Source material START

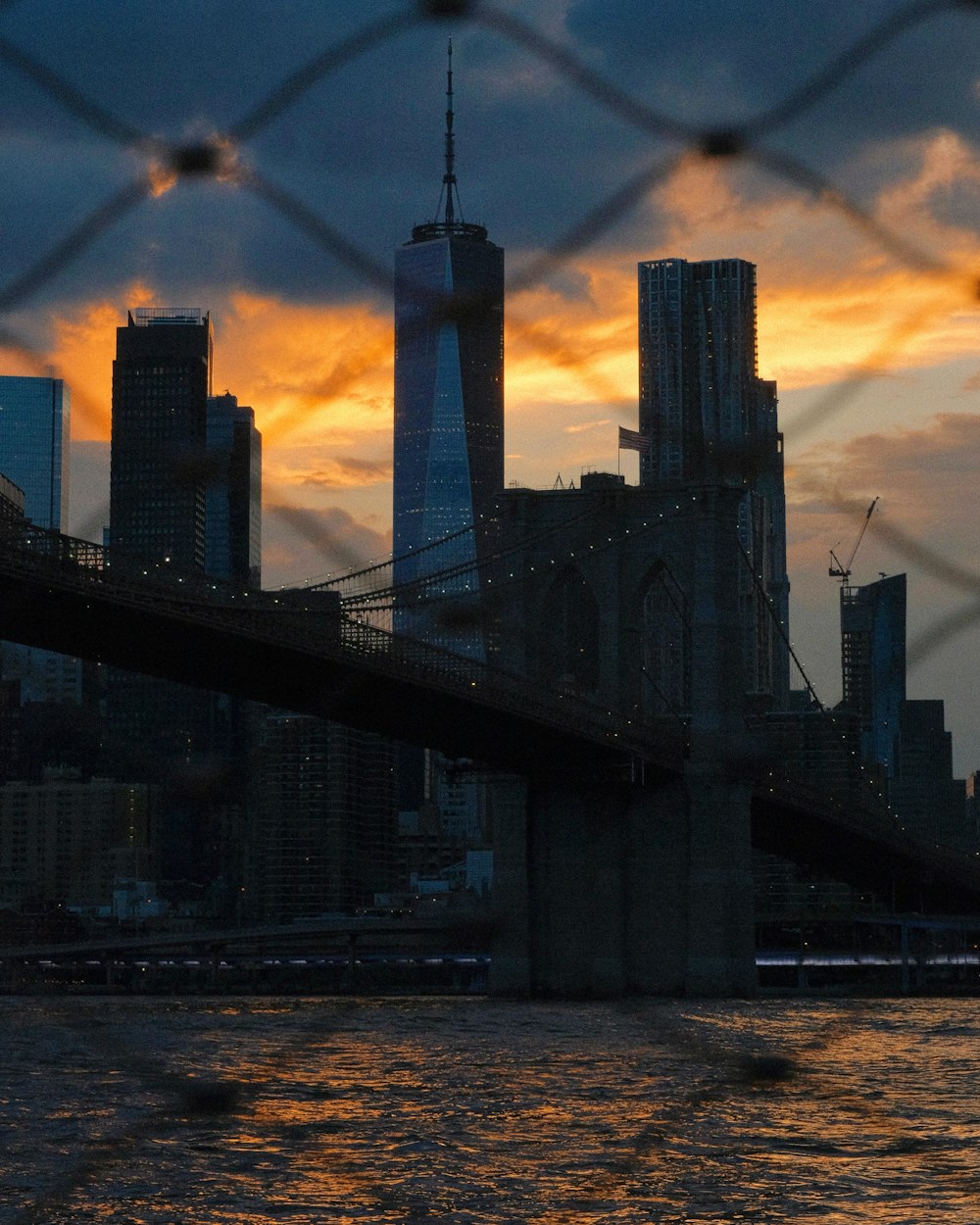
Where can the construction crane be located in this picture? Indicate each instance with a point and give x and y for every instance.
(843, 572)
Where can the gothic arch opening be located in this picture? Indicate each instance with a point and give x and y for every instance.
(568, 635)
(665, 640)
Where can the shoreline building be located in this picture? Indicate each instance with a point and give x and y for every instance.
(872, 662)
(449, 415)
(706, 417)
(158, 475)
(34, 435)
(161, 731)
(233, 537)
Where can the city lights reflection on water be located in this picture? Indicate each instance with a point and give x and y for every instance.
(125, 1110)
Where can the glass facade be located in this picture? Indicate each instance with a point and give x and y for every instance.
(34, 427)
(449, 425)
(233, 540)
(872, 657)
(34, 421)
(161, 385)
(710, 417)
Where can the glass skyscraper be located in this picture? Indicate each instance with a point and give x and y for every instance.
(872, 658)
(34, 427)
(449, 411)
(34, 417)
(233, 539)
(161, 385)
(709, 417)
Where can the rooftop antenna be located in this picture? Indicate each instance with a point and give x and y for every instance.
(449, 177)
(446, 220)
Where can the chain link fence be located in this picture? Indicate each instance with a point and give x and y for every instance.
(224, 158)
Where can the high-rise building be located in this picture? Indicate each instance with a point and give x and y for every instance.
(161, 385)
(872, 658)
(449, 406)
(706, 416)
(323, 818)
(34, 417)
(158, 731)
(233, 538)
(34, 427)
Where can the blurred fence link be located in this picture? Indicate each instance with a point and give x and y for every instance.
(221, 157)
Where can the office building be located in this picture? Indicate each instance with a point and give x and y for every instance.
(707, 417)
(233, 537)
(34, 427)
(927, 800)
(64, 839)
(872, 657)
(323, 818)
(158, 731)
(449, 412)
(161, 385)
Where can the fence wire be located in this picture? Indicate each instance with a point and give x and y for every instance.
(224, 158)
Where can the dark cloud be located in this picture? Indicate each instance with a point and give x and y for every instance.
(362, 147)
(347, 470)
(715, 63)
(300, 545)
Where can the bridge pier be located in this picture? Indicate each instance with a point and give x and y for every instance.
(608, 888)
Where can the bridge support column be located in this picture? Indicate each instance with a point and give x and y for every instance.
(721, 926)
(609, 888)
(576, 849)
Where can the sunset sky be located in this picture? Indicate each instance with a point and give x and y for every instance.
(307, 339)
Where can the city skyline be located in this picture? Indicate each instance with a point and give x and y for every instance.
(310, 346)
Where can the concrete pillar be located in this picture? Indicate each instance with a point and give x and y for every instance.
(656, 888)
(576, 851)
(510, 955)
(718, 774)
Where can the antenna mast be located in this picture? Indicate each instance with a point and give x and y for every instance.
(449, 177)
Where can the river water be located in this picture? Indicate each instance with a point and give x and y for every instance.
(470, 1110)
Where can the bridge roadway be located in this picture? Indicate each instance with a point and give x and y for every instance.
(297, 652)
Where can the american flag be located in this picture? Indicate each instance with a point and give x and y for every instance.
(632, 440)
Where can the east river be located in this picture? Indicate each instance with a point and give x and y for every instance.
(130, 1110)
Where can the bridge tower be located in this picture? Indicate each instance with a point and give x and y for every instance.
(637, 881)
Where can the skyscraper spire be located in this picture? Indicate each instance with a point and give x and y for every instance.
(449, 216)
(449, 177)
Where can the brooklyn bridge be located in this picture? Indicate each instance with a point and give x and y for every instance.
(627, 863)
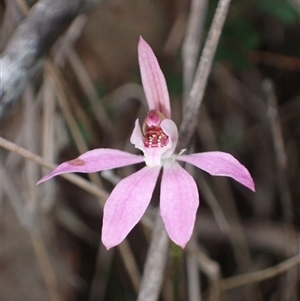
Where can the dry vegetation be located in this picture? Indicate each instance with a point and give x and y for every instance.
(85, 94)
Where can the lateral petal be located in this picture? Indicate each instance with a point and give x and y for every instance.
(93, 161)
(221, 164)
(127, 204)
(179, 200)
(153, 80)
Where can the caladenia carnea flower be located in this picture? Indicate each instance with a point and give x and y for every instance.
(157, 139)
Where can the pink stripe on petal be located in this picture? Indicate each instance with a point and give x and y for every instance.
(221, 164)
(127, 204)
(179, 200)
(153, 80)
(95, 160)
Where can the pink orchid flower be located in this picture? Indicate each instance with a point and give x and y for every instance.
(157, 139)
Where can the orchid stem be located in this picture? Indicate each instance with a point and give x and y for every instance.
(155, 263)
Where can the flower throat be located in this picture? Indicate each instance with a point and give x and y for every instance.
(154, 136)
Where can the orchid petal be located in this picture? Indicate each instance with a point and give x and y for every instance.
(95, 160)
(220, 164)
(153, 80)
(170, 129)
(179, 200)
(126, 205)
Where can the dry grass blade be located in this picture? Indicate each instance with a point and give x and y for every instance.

Source material END

Nothing should be returned except the lines from the one containing "Where can the orchid petal" through the last line of the data, each restated word for word.

» **Answer section**
Where can the orchid petal be located in this picture? Indicate each instance with a point and give x and y for every instance.
(95, 160)
(220, 164)
(153, 80)
(170, 129)
(179, 200)
(126, 205)
Where can the dry grass blade be located in this picture? Indicate each instance with a point and give x and y for every instance.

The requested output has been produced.